▶ [Excerpt provided]
———
Balaji hit all the key points, but I also wonder how much you could extrapolate from Santa Clara County in general. The obesity rate in the county is 21% - half that of the US average. Given that obesity seems to be a risk factor of higher rates of hospitalization and death with people under 60, the overall US death rate could be higher.

Exactly, this kind of problem runs right through all of these types of test so far. We need a larger, randomer, sero test. The criticisms in this post are fair, and I acknowledge that I am mood-affiliated with the conclusion of the study... but I'm beginning to think Tyler is mood-affiliated the other way. The stats are not convincing, but they are still consistent with their conclusion. One thing everyone is beginning to learn through this is not to reject all hypotheses until a perfect RCT shows the right p-value.

Thanks Tyler.

Would add to Balaji's very strong critique two quick questions:

1. The covariates seem strikingly imbalanced in Table 1, as you'd expect from a convenience sample.

They "adjust" for the population via reweighting, but that seems ... fraught. Would love someone who is more qualified to weigh in on that.

2. I noted these covariates -

"The survey asked for six data elements: zip code of residence, age, sex, race/ethnicity, underlying comorbidities, and prior clinical symptoms."

- are not comprehensively captured in Table 1. Namely, underlying comorbidities and prior clinical symptoms don't have a population-based comparison.

Comorbidities, in particular, don't strike me as difficult to track down? Would be good to have that comparison point.

The Stanford study's sample of 3,330 somewhat self-selected Silicon Valley residents found an infection rate somewhere between 1% and 6% as of April 3-4, which implies Herd Immunity is still a long way off.

Official case counts in Santa Clara County are now doubling every 21 days, so it's not likely there has been multiple times growth over the last two weeks.

So, this study isn't good news for Herd Immunity optimists.

At what level of mortality rate do you think just letting the population build herd immunity would be the correct strategy- ala Sweden?

Santa Clara County went into a lockdown very early in the US, so it wouldn't be surprising to find that only 20-50K had been infected out of 1.8 million, even if we accepted the result at face value. Was it a mistake to lock down for a month? At what point could we judge it a mistake or not?
———
Entries from a data source
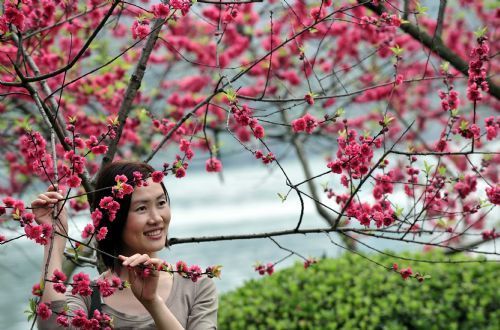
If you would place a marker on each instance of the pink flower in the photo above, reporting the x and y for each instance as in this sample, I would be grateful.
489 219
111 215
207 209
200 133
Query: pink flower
298 125
99 150
180 172
88 231
213 165
137 178
157 176
195 272
335 166
160 10
269 158
121 178
258 131
405 273
81 285
309 124
43 311
14 16
105 287
308 262
270 268
63 321
183 5
74 181
108 203
36 290
399 79
79 318
493 194
96 217
140 29
261 269
103 231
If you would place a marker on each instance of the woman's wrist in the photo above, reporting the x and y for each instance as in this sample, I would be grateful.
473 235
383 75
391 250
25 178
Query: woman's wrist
151 303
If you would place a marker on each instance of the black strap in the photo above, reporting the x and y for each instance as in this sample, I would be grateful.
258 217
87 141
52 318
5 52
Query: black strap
95 301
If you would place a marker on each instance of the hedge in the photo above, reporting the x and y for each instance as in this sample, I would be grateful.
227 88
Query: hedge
353 293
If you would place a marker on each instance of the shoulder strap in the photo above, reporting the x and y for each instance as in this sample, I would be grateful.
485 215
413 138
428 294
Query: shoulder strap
95 301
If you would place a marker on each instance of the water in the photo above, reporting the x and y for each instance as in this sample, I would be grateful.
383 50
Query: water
247 202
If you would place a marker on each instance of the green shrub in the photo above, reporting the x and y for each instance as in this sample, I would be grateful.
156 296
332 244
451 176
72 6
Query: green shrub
353 293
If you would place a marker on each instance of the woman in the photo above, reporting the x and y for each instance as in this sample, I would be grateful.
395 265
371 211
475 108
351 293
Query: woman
138 231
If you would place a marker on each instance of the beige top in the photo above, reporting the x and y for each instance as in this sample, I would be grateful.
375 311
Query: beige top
194 304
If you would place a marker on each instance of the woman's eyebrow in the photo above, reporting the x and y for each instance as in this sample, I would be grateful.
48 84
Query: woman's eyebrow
140 201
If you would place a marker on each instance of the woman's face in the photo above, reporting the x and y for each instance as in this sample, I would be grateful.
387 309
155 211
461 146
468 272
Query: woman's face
147 221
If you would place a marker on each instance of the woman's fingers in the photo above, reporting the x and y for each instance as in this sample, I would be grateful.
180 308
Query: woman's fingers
135 260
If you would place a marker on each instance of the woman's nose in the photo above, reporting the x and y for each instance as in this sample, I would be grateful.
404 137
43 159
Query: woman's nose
155 215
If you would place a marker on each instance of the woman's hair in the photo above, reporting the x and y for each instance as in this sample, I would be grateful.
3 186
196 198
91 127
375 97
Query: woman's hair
113 243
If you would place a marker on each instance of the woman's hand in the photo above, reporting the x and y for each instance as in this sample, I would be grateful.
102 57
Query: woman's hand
43 208
143 280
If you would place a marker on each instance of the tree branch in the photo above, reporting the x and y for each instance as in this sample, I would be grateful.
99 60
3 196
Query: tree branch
437 46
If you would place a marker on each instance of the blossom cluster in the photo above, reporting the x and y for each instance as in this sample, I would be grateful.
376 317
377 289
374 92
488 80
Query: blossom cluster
266 159
477 70
353 157
244 117
306 123
263 269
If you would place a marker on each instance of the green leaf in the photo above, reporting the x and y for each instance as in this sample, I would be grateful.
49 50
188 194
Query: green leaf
442 223
421 10
231 94
396 50
340 112
143 115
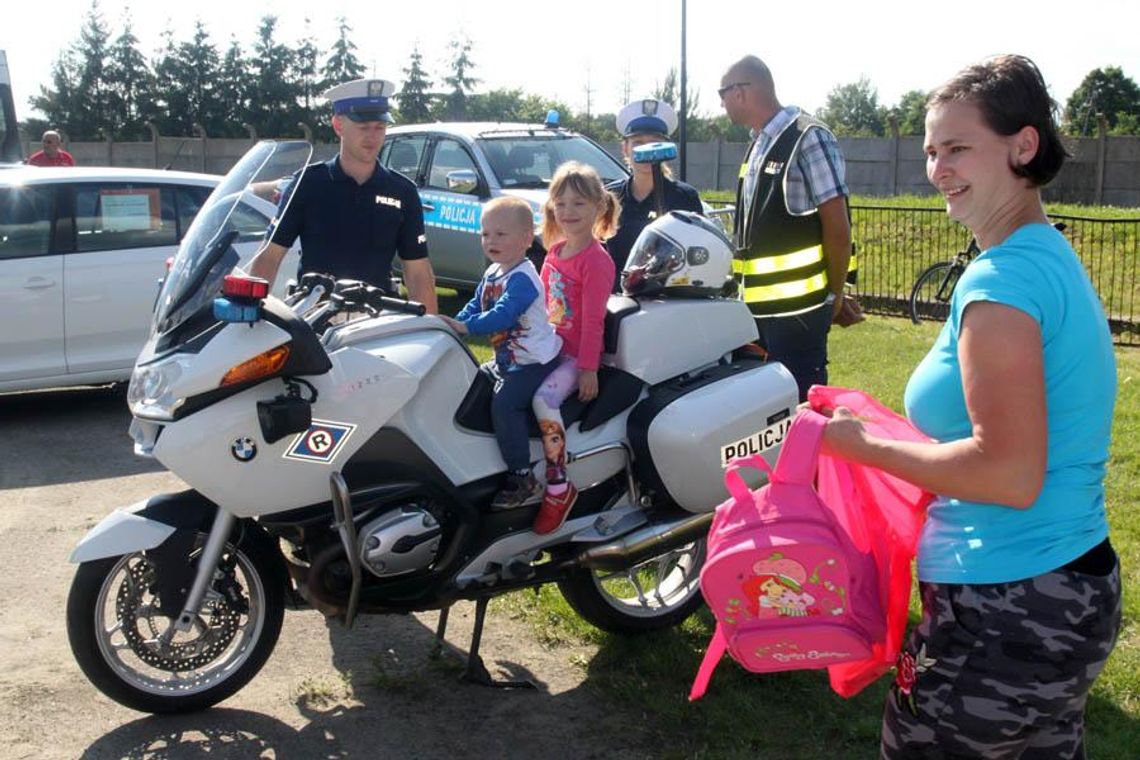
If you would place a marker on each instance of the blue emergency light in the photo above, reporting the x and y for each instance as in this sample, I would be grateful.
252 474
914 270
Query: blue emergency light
652 153
231 311
241 300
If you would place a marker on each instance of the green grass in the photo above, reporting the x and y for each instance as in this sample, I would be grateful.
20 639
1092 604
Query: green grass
796 714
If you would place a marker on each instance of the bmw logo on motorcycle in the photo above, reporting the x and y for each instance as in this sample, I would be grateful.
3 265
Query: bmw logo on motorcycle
243 449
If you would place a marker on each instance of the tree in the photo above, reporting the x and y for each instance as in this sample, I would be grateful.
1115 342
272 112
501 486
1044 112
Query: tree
415 98
57 103
854 109
198 64
669 90
342 64
911 113
233 89
130 84
172 104
1104 91
304 74
273 96
459 80
92 107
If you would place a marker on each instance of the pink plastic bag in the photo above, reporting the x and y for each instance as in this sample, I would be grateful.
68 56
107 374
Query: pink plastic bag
884 514
789 587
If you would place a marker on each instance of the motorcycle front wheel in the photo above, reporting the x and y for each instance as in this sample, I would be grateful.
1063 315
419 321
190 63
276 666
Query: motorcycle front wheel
121 642
656 594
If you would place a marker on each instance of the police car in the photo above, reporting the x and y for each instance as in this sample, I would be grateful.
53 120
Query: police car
459 166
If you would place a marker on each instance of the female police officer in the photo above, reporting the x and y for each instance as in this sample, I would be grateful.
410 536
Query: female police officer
642 122
351 213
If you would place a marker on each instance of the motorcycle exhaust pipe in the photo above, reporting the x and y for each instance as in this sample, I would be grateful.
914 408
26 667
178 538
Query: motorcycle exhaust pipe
342 519
645 542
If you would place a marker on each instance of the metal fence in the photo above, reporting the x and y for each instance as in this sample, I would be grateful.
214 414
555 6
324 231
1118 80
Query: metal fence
895 244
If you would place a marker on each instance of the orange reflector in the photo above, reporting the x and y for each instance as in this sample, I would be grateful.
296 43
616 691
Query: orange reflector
263 365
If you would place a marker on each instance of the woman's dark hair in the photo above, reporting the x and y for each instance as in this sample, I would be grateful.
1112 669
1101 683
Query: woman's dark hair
1011 94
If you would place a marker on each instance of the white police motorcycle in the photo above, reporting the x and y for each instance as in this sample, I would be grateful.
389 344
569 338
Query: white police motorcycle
340 456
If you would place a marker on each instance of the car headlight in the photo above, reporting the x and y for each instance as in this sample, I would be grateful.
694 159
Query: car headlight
152 393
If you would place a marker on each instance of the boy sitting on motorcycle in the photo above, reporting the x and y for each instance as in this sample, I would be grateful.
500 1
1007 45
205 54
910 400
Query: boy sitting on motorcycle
510 305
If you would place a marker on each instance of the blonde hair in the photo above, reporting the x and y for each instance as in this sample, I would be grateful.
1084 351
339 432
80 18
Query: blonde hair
584 180
515 209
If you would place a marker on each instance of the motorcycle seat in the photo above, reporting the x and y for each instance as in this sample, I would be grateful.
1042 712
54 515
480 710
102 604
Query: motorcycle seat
617 391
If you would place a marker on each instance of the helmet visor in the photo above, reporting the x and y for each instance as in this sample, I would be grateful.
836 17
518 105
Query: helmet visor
652 259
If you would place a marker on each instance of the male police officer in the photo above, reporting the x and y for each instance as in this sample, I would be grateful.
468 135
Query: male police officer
351 213
794 242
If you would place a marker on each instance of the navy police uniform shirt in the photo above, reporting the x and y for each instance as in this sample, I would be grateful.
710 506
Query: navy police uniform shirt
637 214
349 230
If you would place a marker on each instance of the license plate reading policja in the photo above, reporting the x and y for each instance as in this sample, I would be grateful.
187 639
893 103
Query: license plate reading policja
756 442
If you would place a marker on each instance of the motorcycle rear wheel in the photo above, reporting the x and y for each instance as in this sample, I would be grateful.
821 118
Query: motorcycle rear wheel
114 629
653 595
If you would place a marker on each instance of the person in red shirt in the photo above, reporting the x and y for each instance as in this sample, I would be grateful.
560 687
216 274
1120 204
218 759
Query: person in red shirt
577 277
53 154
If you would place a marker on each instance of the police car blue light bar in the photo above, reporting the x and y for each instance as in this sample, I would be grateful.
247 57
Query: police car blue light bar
231 311
654 153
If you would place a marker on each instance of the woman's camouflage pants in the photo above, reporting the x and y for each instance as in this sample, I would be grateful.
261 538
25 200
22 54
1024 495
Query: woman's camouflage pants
1002 670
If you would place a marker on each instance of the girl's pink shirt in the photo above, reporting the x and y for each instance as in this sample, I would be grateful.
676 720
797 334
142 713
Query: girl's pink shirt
577 291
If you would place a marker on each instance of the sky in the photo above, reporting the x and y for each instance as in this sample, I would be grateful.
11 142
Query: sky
563 49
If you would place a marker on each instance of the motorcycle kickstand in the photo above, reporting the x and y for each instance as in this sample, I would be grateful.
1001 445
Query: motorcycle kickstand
477 670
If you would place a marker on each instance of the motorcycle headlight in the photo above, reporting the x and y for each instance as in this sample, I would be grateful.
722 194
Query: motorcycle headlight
152 393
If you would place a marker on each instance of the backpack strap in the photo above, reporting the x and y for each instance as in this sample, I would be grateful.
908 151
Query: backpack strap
799 454
717 645
735 483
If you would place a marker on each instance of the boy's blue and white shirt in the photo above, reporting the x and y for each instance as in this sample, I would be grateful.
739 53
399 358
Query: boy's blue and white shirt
511 307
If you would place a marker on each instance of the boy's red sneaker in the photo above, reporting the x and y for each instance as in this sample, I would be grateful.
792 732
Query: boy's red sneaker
554 509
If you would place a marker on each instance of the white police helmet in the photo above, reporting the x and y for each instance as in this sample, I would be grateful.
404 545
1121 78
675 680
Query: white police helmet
680 254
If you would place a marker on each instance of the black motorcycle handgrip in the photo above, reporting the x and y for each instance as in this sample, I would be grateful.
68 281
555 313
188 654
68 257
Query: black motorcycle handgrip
413 308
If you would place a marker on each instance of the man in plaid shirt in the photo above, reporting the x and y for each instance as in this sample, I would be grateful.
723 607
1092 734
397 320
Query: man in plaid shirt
792 227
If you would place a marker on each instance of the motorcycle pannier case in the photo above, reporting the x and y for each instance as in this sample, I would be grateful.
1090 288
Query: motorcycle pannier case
687 430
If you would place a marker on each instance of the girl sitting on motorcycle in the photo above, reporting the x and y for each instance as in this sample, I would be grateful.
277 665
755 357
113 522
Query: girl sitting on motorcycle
577 277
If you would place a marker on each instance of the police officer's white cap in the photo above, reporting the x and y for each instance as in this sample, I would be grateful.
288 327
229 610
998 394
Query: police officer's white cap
363 99
648 116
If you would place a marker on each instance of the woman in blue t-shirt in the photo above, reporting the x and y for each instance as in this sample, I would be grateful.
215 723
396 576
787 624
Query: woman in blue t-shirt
1020 586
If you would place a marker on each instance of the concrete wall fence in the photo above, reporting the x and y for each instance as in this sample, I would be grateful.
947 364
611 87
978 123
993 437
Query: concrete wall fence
1102 171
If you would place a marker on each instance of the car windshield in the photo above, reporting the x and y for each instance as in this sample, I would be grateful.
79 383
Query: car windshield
528 161
206 253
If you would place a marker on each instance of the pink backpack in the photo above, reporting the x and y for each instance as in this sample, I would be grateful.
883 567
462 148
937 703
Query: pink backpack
787 585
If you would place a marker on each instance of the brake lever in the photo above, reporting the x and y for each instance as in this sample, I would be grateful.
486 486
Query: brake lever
309 301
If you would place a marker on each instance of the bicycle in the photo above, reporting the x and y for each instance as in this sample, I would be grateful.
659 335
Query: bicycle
930 295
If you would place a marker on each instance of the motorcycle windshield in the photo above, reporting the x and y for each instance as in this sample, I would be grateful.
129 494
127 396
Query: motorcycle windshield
267 172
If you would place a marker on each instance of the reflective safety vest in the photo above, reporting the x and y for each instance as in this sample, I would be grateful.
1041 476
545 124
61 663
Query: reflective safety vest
780 262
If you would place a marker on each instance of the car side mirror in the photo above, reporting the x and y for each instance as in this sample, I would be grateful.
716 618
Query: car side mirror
463 180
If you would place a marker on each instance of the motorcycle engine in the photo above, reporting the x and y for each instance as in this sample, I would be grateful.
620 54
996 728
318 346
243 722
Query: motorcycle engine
399 541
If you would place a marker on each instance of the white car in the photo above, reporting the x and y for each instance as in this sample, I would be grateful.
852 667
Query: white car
81 255
458 166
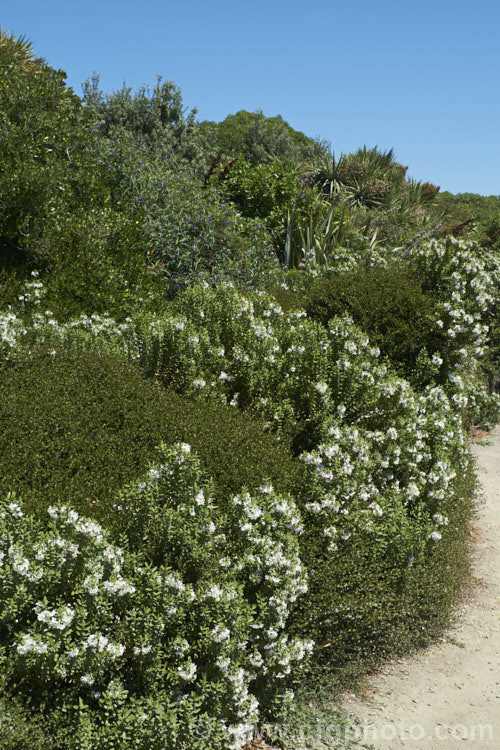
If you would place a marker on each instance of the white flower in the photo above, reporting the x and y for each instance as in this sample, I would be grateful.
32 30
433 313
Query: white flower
57 619
28 645
267 489
119 586
15 510
187 672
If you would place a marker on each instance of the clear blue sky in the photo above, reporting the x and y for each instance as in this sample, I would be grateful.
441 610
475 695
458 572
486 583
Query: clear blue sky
419 77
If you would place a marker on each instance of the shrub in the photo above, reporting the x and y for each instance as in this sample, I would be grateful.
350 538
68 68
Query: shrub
387 303
76 426
178 635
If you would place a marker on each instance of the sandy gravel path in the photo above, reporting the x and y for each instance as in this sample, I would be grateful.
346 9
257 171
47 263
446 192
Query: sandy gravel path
449 695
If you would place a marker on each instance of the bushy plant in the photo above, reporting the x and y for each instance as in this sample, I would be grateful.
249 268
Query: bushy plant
388 303
259 139
76 426
184 633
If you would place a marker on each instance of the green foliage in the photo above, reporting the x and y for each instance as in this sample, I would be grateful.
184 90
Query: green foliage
76 426
260 139
388 303
88 624
42 134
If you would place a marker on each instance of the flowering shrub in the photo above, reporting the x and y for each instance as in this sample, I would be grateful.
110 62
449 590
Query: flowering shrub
193 620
———
▶ [Goal of the exercise]
Answer the following questions using the thread above.
(a) What obesity rate does the thread give for Santa Clara County?
(b) How many residents were in the Stanford study's sample, and what infection rate did it find?
(c) How often are official case counts in Santa Clara County doubling?

▶ [Written answer]
(a) 21%, which is half the US average.
(b) 3,330 residents; it found an infection rate somewhere between 1% and 6% as of April 3-4.
(c) Every 21 days.